- _Short task_: Reproduce the lines below word for word, omitting the pictures from your answer.

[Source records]
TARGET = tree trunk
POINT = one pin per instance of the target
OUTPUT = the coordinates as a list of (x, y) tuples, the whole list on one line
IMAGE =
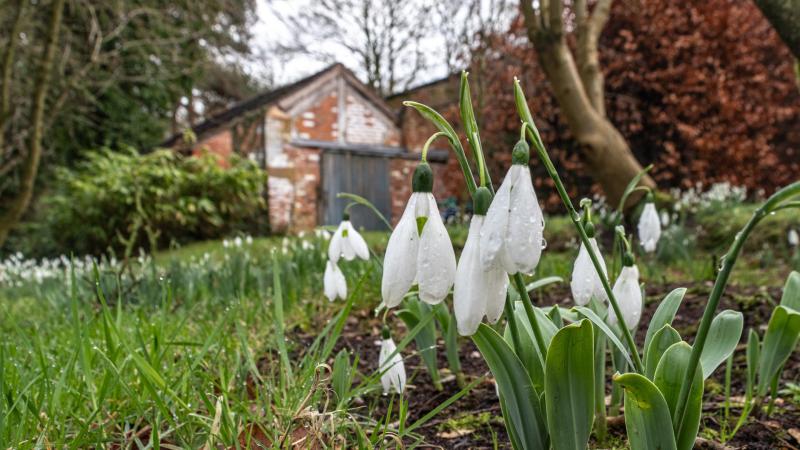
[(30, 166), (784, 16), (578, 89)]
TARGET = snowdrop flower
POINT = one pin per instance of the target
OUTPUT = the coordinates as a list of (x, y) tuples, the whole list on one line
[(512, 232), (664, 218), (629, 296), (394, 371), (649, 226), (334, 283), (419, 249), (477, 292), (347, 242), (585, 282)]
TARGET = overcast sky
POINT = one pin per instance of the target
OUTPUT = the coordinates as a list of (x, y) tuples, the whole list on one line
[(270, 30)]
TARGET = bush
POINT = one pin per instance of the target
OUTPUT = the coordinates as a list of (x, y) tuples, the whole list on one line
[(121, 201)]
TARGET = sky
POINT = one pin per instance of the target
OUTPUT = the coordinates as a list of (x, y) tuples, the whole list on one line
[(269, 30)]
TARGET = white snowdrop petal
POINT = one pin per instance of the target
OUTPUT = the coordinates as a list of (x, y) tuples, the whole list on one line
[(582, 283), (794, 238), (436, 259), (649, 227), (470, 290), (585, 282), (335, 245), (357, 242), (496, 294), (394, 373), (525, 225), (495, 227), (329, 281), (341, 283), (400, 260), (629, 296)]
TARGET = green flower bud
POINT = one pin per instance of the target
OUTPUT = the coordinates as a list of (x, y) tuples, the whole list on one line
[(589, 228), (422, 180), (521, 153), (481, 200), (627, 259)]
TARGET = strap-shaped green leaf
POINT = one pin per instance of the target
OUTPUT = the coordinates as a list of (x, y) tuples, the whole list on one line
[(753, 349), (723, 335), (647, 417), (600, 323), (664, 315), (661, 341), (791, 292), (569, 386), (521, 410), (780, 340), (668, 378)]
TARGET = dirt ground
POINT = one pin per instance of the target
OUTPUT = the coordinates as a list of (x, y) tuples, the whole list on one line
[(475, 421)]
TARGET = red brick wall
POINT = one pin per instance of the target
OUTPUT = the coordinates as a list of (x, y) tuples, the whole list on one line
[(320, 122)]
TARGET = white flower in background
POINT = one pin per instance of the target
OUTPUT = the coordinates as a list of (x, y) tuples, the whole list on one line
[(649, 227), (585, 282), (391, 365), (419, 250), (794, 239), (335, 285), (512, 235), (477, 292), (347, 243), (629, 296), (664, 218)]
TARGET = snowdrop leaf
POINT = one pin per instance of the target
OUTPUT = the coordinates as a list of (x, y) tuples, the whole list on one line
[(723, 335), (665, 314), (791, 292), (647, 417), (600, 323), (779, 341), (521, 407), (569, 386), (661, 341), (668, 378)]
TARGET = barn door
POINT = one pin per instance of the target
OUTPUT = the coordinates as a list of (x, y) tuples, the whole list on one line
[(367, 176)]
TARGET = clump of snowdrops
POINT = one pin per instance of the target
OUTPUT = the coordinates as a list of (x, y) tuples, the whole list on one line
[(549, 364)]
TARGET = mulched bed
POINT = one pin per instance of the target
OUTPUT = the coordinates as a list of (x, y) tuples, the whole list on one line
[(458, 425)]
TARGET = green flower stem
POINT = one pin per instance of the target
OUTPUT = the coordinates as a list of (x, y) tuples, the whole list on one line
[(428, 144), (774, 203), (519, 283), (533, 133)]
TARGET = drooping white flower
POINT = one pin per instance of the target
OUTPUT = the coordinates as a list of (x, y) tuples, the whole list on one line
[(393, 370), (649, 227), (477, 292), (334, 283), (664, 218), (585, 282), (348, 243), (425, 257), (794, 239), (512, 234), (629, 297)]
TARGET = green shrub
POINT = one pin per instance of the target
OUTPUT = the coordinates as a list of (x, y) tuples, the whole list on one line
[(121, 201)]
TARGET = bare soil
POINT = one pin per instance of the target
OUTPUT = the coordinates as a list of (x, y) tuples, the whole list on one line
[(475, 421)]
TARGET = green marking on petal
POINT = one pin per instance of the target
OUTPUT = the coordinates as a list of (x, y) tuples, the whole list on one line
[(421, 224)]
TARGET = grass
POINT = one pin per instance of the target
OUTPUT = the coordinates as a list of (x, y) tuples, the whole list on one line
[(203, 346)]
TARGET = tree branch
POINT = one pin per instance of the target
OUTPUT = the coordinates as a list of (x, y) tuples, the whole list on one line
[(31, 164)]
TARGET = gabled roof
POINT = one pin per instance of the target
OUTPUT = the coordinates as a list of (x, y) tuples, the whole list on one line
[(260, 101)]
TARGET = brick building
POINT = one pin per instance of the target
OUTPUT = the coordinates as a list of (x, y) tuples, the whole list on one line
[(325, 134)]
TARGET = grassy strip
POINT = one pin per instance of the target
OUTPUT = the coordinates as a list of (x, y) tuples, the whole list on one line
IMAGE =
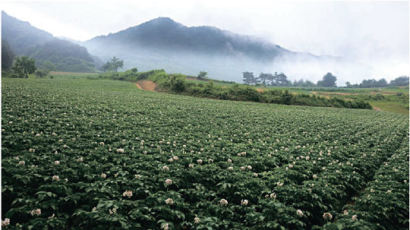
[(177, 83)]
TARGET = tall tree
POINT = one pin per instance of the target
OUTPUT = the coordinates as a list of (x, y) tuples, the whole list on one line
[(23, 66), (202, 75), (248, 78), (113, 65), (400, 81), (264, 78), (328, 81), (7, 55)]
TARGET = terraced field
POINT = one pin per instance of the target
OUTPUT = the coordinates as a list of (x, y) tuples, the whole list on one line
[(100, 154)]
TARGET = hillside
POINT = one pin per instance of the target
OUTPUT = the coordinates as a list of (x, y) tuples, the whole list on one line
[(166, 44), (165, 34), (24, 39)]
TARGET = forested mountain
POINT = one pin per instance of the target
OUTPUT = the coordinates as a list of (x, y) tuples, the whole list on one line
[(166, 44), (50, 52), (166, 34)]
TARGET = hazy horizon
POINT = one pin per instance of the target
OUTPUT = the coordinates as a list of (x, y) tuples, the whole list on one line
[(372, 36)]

- _Result of this task_:
TARGET = tree trunk
POINT = one pin per instance of the target
OUTPUT = the coordinates as a list of (x, y) tuples, the whole list on one line
IMAGE =
[(30, 166), (784, 16), (578, 89)]
TARGET = snowdrop flower
POINT = one pin per instance of the target
OUTPUT = the coordinates as a list of (x, y) tuples, the whole list on one line
[(512, 232), (664, 218), (629, 296), (394, 371), (649, 226), (334, 283), (419, 249), (477, 292), (347, 242), (585, 282)]
TARGET = overcast sky
POINT = one pin per instance of the target
OUTPUT = the coordinates as a list of (x, y) tuples, the whole list on one line
[(270, 30)]
TARGET = bush
POINT = one pin per instance of the target
OUTPUT = the coordinates as a list of (x, y) tuples, the whole list on one line
[(121, 201)]
TARGET = sky
POINT = one pin per instance of the target
OUTPUT = the coordinates as a list of (x, y) tuples, the whole list on one line
[(269, 30)]
TARGET = white snowdrop petal
POINT = one pin per instance of the target
OUTPUT = the coordinates as a list of (x, y) tuples, the whole list on one line
[(582, 283), (794, 238), (436, 259), (649, 227), (470, 290), (585, 282), (335, 245), (357, 242), (496, 294), (394, 373), (525, 225), (495, 227), (329, 281), (341, 283), (400, 260), (629, 296)]
TARGET = green flower bud
POINT = one pin per instance of the target
OUTPUT = the coordinates as a list of (x, y) tuples, the whole list on one line
[(589, 228), (422, 180), (521, 153), (481, 200), (627, 259)]
TARGET = strap-shaped green leaf
POINT = one pin per instance of the target
OUTPUT = the coordinates as a list of (x, y) tuples, the whole list on one line
[(753, 349), (723, 335), (647, 417), (600, 323), (664, 315), (661, 341), (791, 292), (569, 386), (521, 410), (780, 340), (668, 378)]
TARGET = dirt ground
POINT = one pin per instance of the target
OUTPUT = the coordinates as a list of (x, y) tuples, the whole list on one line
[(475, 421)]
TARGET = red brick wall
POINT = one pin per instance of the target
OUTPUT = the coordinates as a list of (x, y) tuples, the whole list on one line
[(320, 122)]
TARGET = white flower in background
POINT = one pin per instance of the target
OUTPUT = the coordinates as a list of (x, y) tuples, the whole list on one line
[(649, 227), (585, 282), (391, 365), (419, 250), (794, 239), (335, 285), (512, 235), (477, 292), (347, 243), (629, 296), (664, 218)]
TARGET = snowdrop leaf
POINT = one pin per instance of the target
OUTPUT = the coordinates as a list of (x, y) tuples, the whole list on one line
[(723, 335), (665, 314), (791, 292), (647, 417), (600, 323), (779, 341), (521, 407), (569, 386), (661, 341), (668, 378)]
TARGET = barn door
POINT = one pin per instance of the target
OUTPUT = the coordinates as a list of (x, y) tuples, the whole list on one line
[(367, 176)]
TARGET = clump of snowdrops
POINT = one pin per instance of the target
OUTPUT = the coordinates as a list of (x, y) tuples, the whole list on one line
[(549, 364)]
TARGET = mulched bed
POINT = one pin per instance of the target
OUTPUT = the coordinates as a list of (x, y) tuples, the whole list on one line
[(458, 425)]
TARGET = green flower stem
POINT = one pin per instance of the target
OUTPUT = the coordinates as a list of (x, y) tuples, the whole list on one line
[(428, 144), (774, 203), (519, 283), (533, 133)]
TARGET = drooping white flower
POINT = one pin per instance of the target
OUTPUT = the coordinates as a list of (x, y) tuples, the whole list on one line
[(393, 370), (649, 227), (477, 292), (334, 283), (664, 218), (585, 282), (348, 243), (425, 257), (794, 239), (512, 234), (629, 297)]
TARGET = green shrub
POINT = one pin per instance of the target
OUTPUT = the coordinates as a list of (x, y) tuples, the whole list on one line
[(121, 201)]
TARGET = bare soil
POINT = one pin per instance of the target
OUTPUT = the coordinates as a list of (x, y) tuples, the whole list on one line
[(475, 421)]
TARGET = green marking on petal
POINT = one pin per instance of the target
OUTPUT = the coordinates as a list of (x, y) tuples, the whole list on one line
[(421, 224)]
TARGET = grass
POINT = one pin per instance of the target
OUTPUT = the coordinates as a list of (x, y) tuples, the whole list on one line
[(203, 346)]
TARGET = tree branch
POINT = one pin per instance of the target
OUTPUT = the coordinates as a list of (x, y) tuples, the whole list on one line
[(31, 164)]
TARGET = gabled roof
POINT = one pin per instance of the target
OUTPUT = the coordinates as a list of (x, y) tuples, the whole list on one line
[(260, 101)]
TARGET = brick building
POINT = one pin per instance of the target
OUTPUT = the coordinates as a list of (x, y) tuples, the whole list on one line
[(325, 134)]
TARGET = grassy strip
POINT = one pin per instance of the target
OUTPUT = the coordinates as a list of (x, y) tuples, the whole list on one line
IMAGE =
[(177, 83)]
TARGET = tall tree
POINT = one pin per instance of the target
OUTPUT = the coordinates as a list of (x, y) tuples, the whole list on one line
[(23, 66), (202, 75), (248, 78), (113, 65), (400, 81), (264, 78), (328, 81), (7, 55)]
TARGET = terraced field
POINT = one pin per instance of the target
OUTPUT = the coordinates as a list of (x, y) tuples, the whole list on one line
[(100, 154)]
TARGET = hillside
POINT = one pin per instance of the target
OUTPUT = the coordinates as a list of (x, y) tuples, the whole list on one line
[(166, 44), (165, 34), (24, 39)]
TARGET = forested mountain
POINT = one pin per instance of the target
OUTPUT = the coordinates as a list of (x, y) tuples, the whole list on one line
[(166, 44), (50, 52), (166, 34)]
TARGET = hazy horizon
POINT = one pin per instance of the target
OUTPUT = the coordinates as a list of (x, y) tuples, the whole list on one line
[(372, 36)]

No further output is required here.